Task statement: Reproduce the entries exactly.

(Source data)

>> start

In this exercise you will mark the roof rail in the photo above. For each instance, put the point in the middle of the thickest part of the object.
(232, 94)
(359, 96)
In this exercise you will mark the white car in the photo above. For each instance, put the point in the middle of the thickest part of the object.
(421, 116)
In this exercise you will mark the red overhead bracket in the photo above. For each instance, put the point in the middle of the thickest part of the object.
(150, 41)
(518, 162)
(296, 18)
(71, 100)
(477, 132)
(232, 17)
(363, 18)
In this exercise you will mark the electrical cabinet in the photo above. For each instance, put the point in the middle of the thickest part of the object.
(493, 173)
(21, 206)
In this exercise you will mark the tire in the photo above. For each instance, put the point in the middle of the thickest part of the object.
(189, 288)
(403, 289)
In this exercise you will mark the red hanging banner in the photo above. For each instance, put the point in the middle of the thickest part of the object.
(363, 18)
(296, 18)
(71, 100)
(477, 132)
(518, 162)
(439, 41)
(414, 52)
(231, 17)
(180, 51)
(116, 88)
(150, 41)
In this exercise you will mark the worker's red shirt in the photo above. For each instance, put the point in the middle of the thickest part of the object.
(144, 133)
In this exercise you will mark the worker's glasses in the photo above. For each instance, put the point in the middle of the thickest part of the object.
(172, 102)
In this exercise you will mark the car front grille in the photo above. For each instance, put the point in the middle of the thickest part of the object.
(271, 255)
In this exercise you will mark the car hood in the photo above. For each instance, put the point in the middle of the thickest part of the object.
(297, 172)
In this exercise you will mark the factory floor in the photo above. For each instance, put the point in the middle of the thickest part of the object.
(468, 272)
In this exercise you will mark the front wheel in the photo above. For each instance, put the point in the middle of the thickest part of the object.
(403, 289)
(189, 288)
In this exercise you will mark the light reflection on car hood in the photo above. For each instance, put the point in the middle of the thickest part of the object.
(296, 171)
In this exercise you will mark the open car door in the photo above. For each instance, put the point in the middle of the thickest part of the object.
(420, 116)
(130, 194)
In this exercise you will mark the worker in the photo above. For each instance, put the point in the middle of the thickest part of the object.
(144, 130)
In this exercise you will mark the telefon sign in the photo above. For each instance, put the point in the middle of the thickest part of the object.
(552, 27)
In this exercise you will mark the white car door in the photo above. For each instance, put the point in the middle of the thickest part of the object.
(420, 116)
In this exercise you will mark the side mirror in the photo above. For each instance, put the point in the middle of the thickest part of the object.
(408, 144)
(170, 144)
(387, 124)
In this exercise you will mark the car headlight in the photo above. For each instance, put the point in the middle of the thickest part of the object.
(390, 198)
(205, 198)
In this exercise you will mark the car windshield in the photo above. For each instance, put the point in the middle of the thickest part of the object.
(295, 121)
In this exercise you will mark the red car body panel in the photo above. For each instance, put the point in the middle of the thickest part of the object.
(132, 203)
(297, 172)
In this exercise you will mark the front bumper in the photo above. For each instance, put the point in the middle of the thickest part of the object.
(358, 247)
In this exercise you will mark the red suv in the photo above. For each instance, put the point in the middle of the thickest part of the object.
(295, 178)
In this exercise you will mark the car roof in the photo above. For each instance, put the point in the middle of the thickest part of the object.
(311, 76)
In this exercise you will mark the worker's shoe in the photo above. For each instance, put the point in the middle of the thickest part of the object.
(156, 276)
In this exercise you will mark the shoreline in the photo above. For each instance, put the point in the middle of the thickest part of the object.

>> end

Response:
In this exercise you will mark the roof rail in the photo above. For each instance, put the point in the middle of the thickest part of the object.
(232, 94)
(359, 96)
In this exercise you will mark the white car in the photo above. For each instance, put the point in the middle of the thickest part of the object.
(421, 116)
In this exercise you will mark the red overhead bracket in the photo above. For each instance, put the point in the middle of the thickest part of the object.
(150, 41)
(518, 162)
(296, 18)
(71, 100)
(477, 132)
(232, 17)
(363, 18)
In this exercise you will mark the electrical cabinet in the photo above. For each instance, put the point in the middle of the thickest part of the object.
(493, 173)
(21, 206)
In this exercise you will mark the tire in the photo above. For each instance, put the point in the middle of the thickest part of the object.
(189, 288)
(403, 289)
In this exercise you will mark the red hanging banner in the photo above. For each instance, put the point in the middle of the thickest part of the object.
(363, 18)
(296, 18)
(71, 100)
(477, 132)
(518, 162)
(439, 41)
(414, 52)
(231, 17)
(180, 51)
(116, 88)
(150, 41)
In this exercise you will mark the worker's red shirt in the photo above. For each instance, put the point in the middle of the thickest part of the object.
(144, 133)
In this exercise you will mark the worker's glasses in the photo above. For each instance, put the point in the middle of the thickest part of the object.
(172, 102)
In this exercise you will mark the car front grille in the photo above. For each instance, put the point in the middle of the thickest part of the object.
(271, 255)
In this exercise you will mark the car hood in the photo above. For each instance, put the point in the middle of the thickest part of the object.
(297, 172)
In this exercise you will mark the factory floor in the photo above. For each instance, put the point in the middle of the thickest part of the object.
(468, 272)
In this exercise you will mark the front wheel in the photo above. For each instance, put the point in the middle of the thickest part of the object.
(403, 289)
(189, 288)
In this exercise you will mark the light reflection on car hood in the photo above. For each instance, put the point in the middle of the thickest part of the object.
(296, 171)
In this exercise you will mark the open car door in the photo above. For each instance, put the point in the middle of the thickest part of the object.
(420, 116)
(130, 194)
In this exercise you will mark the worker in the photo above. For each instance, put the point in the middle of the thickest part of the object.
(144, 130)
In this exercise you will mark the telefon sign in the photo above. For each instance, put the point in the middle of the thickest part of the object.
(552, 27)
In this exercise you will mark the white car door in the photo above. For each instance, put the point in the middle of the thickest part of the object.
(420, 116)
In this exercise you will mark the side mirror in the photo above. For each instance, put the point in the middle of the thickest part of the object.
(408, 144)
(170, 144)
(387, 124)
In this exercise you will mark the car headlight in the photo above. For each instance, put the point in the middle of the thickest part of the object.
(390, 198)
(205, 198)
In this exercise you will mark the car windshield in the photo above. For each instance, put the point in the middle of the thickest part of the object.
(295, 121)
In this exercise you will mark the red car body panel in the photo above. For each instance, put the point in the middle of the thickest part of the object.
(132, 203)
(297, 172)
In this exercise you will mark the front bumper in the photo above. For each instance, put the point in the middle of the thickest part of the object.
(358, 247)
In this exercise you will mark the red suv in the photo above. For each instance, put the point in the middle of the thickest part of the object.
(295, 178)
In this exercise you will mark the car roof in the photo above. For each instance, put the point in the middle of the thickest part of the object.
(311, 76)
In this exercise you will mark the worker's shoe in the photo above. For each instance, put the point in the middle of the thickest part of the object.
(156, 276)
In this exercise you will mark the shoreline in the photo above. For each instance, put the point in the middle of the thickest part of the object.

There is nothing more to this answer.